Daha Nice Yüzyıllar Gör Türkiyem

Erol Sunat

27-10-2023 11:03

 Cumhuriyetimizin yüzüncü yılına sadece iki gün kaldı. İki gün sonra Anadolu topraklarında son bin yıl içerisinde Türk Milleti olarak kurmuş olduğumuz üçüncü devletimiz olan Türkiye Cumhuriyeti yüzüncü yaşına girecek ve ardından ikinci yüzyıla başlayacak.

Cumhuriyetimizin taşları ta…Çanakkale de döşenmeye başlamıştı… Her hamle, her adım, ona doğru kanat çırptı. Kuş oldu adeta…Zafere doğru koşanların omzuna kondu. Onlara kılavuzluk etti. Her dağdan, her tepeden, her nehirden, her şehirden haber verdi, haber getirdi.

İşgale karşı her duruş, her mukavemet, her baş kaldırı, Cumhuriyetin yollarındaki engelleri birer ikişer kaldırıyordu.

Türk Milleti için Cumhuriyet ne mi demekti?

Cumhuriyet; Çanakkale’ydi, İzmir’di, Samsun’du, Amasya’ydı! Cumhuriyet; Sivas’tı, Erzurum’du!

Cumhuriyet; Ankara’ydı, Sakarya’ydı, Dumlupınar’dı. Cumhuriyet; Gaziantep’ti. Şanlıurfa’ydı. Kahramanmaraş’tı. Cumhuriyet; bütün vatandı!

> _Verilen Malzeme_
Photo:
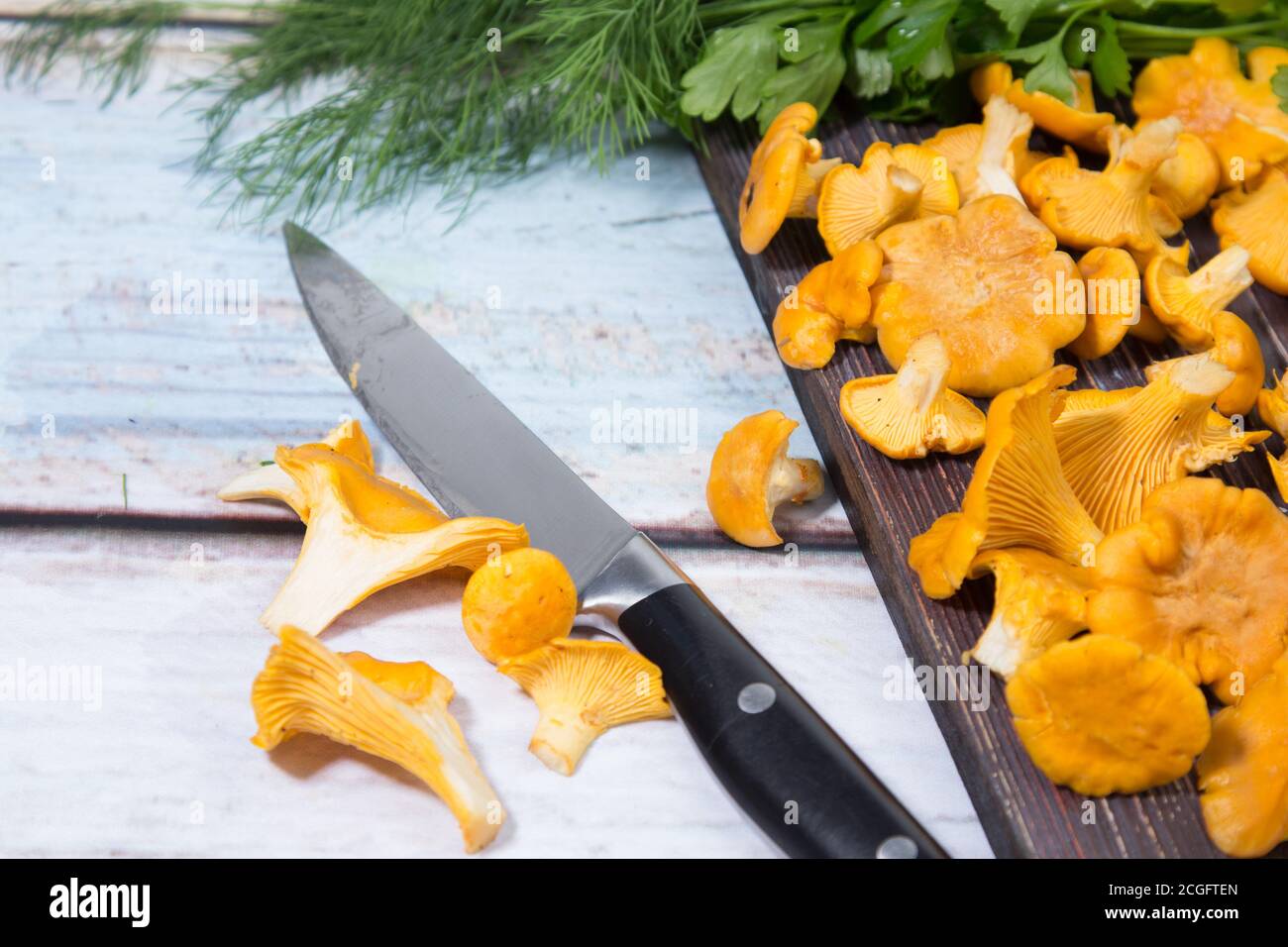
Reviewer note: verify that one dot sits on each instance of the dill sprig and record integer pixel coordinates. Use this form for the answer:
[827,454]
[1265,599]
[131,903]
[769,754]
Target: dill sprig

> _Alıştırma 1_
Metne göre aşağıdaki soruları yanıtlayın.
(a) Cumhuriyetin yüzüncü yılına kaç gün kaldığı belirtiliyor?
(b) Cumhuriyetin taşları nerede döşenmeye başlamıştı?
(c) Türkiye Cumhuriyeti, Türk Milletinin Anadolu'da son bin yıl içinde kurduğu kaçıncı devlet olarak anılıyor?
> _Alıştırma 2_
Metne göre Cumhuriyetin yollarındaki engellerin birer ikişer kalkmasını sağlayan neydi? Bir iki cümleyle açıklayın.
> _Alıştırma 3_
Aşağıdaki ifadelerin metne uyup uymadığını belirtin. Her yanıtta metinden belirleyici sözleri alıntılayın.
(a) Cumhuriyet yüzüncü yaşına girdikten sonra ikinci yüzyılına başlayacaktır.
(b) Metne göre Cumhuriyet yalnızca Ankara'ydı.
(c) Kuş, zafere doğru koşanlara kılavuzluk etti.

> _Tam Çözüm 1_
(a) İki gün.
(b) Çanakkale'de.
(c) Üçüncü devlet.

> _Tam Çözüm 2_
Bu engelleri işgale karşı gösterilen her duruş, her mukavemet ve her baş kaldırı birer ikişer kaldırıyordu.

> _Tam Çözüm 3_
(a) Evet: "ardından ikinci yüzyıla başlayacak."
(b) Hayır: "Cumhuriyet; bütün vatandı!"
(c) Evet: "Onlara kılavuzluk etti."